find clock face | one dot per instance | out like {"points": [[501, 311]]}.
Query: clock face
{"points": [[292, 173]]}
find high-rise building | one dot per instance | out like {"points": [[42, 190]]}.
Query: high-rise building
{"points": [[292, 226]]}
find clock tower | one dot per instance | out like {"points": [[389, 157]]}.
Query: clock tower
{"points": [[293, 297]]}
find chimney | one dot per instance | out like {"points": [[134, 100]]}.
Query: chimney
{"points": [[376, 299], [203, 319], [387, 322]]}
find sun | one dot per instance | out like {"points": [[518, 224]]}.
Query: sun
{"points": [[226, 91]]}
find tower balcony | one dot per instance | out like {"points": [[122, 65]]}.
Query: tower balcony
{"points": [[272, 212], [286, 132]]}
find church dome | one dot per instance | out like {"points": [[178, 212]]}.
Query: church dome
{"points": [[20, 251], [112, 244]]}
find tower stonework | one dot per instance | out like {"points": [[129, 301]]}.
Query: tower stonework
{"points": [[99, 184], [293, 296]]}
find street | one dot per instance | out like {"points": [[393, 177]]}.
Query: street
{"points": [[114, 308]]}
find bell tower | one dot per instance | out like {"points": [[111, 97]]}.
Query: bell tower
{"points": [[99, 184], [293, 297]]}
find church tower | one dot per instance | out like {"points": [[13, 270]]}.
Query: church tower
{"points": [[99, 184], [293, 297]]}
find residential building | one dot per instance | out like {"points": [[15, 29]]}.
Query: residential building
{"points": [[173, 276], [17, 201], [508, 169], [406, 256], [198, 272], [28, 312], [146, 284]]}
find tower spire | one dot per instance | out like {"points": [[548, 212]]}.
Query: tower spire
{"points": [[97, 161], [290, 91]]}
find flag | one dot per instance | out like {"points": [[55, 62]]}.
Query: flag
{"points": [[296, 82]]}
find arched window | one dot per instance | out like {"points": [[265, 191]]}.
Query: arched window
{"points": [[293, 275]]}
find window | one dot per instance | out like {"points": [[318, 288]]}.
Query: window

•••••

→ **Required action**
Transcribe the full listing exactly, omitting nothing.

→ **Solved problem**
find clock face | one dot per instance | out like {"points": [[501, 311]]}.
Query: clock face
{"points": [[292, 173]]}
find high-rise building | one dot per instance | out like {"points": [[42, 190]]}.
Query: high-rise building
{"points": [[292, 226]]}
find clock tower | one dot per instance | out like {"points": [[389, 157]]}.
Query: clock tower
{"points": [[293, 297]]}
find chimney | one dot per instance | out like {"points": [[134, 100]]}.
Query: chimney
{"points": [[376, 299], [203, 319], [387, 322]]}
find sun | one dot per instance | out like {"points": [[518, 224]]}.
Query: sun
{"points": [[226, 91]]}
find tower balcony | one dot per instance | out like {"points": [[122, 65]]}.
Query: tower balcony
{"points": [[272, 212], [286, 132]]}
find church dome | one dot per instance | out like {"points": [[178, 212]]}.
Query: church dome
{"points": [[20, 251], [112, 244]]}
find tower stonework | one dot per instance | out like {"points": [[129, 301]]}.
Query: tower stonework
{"points": [[99, 184], [293, 296]]}
find street | one dot per instance | out like {"points": [[393, 177]]}.
Query: street
{"points": [[114, 308]]}
find bell tower | one dot per instance | out like {"points": [[111, 97]]}.
Query: bell tower
{"points": [[99, 184], [293, 297]]}
find church tower | one dot per instance | out like {"points": [[13, 270]]}.
Query: church tower
{"points": [[99, 184], [293, 297]]}
find residential building | one dot per instance | out like {"points": [[15, 29]]}.
Query: residential building
{"points": [[173, 276], [17, 201], [508, 169], [406, 256], [198, 272], [28, 312], [146, 284]]}
find tower spire | one dot per instance | out like {"points": [[548, 212]]}.
Query: tower spire
{"points": [[97, 161], [290, 91]]}
find flag | one dot per instance | out like {"points": [[55, 62]]}.
Query: flag
{"points": [[296, 82]]}
find arched window | one dot per instance | out like {"points": [[265, 191]]}.
Query: arched window
{"points": [[293, 275]]}
find window | one dot per instance | out like {"points": [[318, 288]]}.
Query: window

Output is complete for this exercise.